Which lines in the rows below contain the string "every"? Copy each of those lines in full. Case counts.
— Start of Entries supplied —
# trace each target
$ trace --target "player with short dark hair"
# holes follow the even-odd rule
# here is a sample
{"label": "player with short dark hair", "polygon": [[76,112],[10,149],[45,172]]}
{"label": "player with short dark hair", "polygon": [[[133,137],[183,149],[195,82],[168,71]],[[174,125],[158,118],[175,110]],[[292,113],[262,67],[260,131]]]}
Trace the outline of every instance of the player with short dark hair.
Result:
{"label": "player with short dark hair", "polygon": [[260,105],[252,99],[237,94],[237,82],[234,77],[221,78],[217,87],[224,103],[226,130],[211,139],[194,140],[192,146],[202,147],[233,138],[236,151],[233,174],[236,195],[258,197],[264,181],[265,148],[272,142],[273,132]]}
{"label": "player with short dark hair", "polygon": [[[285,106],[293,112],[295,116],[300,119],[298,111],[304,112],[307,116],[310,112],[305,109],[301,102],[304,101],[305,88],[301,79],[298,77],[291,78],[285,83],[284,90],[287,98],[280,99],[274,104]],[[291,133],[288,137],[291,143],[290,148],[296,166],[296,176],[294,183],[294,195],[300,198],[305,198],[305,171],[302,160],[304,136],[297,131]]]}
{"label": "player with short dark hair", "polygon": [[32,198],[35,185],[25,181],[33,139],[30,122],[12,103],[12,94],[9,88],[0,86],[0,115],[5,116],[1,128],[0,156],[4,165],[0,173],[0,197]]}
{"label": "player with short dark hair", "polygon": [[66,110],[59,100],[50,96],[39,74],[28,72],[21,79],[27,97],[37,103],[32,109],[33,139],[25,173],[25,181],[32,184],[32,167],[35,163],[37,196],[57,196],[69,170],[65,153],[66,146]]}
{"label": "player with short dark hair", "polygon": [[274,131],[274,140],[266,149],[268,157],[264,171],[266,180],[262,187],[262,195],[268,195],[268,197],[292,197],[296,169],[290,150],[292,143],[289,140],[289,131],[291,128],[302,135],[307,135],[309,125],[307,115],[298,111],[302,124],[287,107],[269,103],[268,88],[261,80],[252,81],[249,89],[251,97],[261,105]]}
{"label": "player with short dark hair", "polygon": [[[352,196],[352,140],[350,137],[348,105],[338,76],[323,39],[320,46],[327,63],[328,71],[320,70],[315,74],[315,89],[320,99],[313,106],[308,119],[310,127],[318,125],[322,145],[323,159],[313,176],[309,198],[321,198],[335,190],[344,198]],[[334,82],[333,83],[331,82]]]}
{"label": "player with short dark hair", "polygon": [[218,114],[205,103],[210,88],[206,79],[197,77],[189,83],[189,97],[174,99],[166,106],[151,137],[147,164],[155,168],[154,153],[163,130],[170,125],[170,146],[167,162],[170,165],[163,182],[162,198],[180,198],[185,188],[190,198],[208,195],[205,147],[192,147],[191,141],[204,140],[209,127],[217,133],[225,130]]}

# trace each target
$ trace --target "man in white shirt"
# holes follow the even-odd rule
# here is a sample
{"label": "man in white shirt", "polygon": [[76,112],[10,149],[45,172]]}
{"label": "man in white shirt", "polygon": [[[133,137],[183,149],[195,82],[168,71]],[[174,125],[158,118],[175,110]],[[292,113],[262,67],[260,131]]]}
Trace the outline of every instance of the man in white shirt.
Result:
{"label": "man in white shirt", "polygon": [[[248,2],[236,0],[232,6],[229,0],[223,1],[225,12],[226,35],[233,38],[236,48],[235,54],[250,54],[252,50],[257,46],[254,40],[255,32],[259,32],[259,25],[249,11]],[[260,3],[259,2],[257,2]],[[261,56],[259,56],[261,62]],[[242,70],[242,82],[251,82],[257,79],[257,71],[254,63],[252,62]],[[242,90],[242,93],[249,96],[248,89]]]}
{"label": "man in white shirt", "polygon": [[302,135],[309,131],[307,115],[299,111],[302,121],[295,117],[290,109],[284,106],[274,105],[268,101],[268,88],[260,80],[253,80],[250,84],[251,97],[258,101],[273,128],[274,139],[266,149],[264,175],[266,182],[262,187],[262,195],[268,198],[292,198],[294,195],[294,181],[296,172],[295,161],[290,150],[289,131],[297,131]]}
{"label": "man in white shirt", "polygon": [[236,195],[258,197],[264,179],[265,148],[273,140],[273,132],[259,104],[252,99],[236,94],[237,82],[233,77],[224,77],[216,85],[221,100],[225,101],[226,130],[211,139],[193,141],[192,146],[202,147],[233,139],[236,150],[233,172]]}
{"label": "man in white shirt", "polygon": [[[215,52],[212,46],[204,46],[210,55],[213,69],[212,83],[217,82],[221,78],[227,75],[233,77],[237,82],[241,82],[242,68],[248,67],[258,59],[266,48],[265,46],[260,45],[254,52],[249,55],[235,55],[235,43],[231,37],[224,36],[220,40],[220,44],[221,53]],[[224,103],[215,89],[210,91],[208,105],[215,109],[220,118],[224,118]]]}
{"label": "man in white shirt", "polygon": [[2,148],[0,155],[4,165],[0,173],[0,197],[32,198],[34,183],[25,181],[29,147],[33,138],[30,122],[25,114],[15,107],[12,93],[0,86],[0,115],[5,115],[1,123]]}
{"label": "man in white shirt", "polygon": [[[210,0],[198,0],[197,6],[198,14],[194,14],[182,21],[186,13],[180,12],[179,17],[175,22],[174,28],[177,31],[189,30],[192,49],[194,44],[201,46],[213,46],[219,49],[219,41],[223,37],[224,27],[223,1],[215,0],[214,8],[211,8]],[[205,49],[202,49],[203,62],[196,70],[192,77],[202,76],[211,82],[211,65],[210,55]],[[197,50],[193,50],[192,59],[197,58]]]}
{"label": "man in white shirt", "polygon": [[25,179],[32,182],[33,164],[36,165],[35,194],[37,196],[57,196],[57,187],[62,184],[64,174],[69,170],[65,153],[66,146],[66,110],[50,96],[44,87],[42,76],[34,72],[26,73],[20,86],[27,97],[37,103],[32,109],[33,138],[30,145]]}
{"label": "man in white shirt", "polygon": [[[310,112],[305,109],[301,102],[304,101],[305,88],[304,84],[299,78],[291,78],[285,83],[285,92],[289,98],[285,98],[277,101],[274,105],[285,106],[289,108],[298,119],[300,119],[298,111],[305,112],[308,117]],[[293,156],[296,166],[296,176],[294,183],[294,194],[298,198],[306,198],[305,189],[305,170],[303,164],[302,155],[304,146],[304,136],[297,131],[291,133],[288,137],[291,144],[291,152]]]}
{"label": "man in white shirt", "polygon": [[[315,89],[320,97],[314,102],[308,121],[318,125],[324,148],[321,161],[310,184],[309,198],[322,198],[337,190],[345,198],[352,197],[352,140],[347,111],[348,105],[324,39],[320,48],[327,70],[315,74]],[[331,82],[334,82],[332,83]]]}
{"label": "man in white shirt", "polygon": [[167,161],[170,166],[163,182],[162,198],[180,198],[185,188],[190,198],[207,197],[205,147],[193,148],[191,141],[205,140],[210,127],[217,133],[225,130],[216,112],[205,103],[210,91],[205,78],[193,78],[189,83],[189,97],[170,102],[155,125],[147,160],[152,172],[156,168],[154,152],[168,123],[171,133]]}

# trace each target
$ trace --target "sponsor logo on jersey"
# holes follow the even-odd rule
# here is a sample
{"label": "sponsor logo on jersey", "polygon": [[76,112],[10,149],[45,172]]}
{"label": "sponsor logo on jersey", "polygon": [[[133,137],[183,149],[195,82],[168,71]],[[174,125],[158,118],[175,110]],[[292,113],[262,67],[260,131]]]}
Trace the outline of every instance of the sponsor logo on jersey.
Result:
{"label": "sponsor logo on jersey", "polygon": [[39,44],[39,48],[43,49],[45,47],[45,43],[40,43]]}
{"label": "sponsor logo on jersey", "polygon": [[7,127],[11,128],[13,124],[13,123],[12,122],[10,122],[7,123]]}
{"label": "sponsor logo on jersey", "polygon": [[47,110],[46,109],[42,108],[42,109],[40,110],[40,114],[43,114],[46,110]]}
— End of Entries supplied —
Result for this task -
Trace the outline of every instance of the player with short dark hair.
Trace the outline of every instance of the man in white shirt.
Trace the outline of every instance of the sponsor logo on jersey.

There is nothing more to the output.